TASK GOAL:
Below are some records: retype them all exactly, but not the pictures.

[Saved entries]
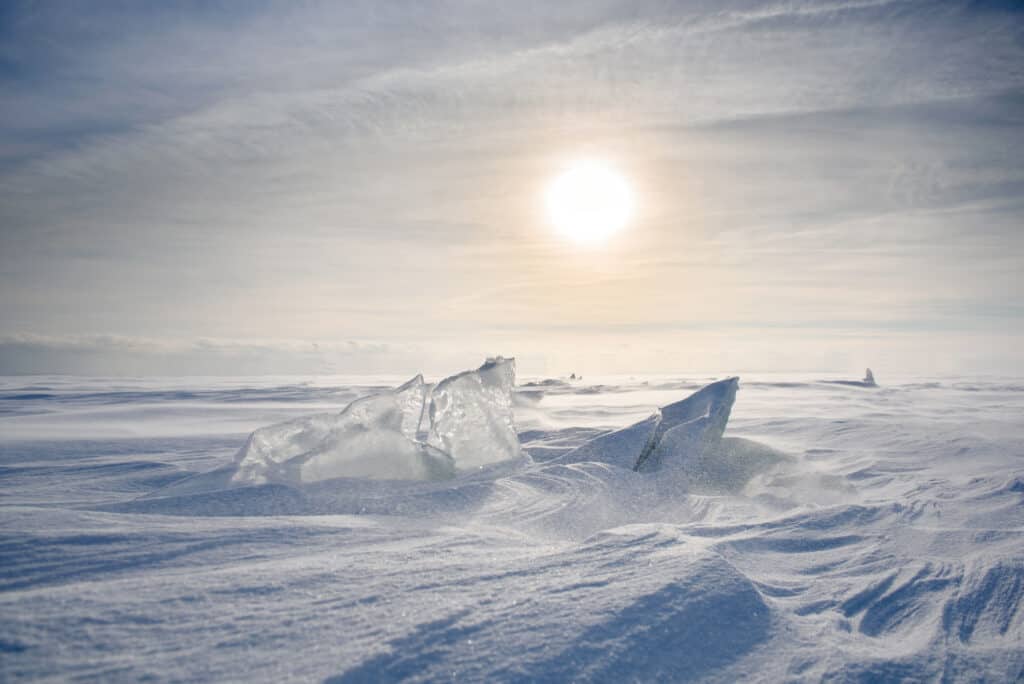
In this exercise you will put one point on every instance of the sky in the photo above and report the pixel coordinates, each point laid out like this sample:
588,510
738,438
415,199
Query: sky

SOLUTION BELOW:
In this exercise you will put one point on every instance of the sky in the photo above and report the pixel coordinates, each point laid out like this sample:
588,510
738,438
415,199
Query: sky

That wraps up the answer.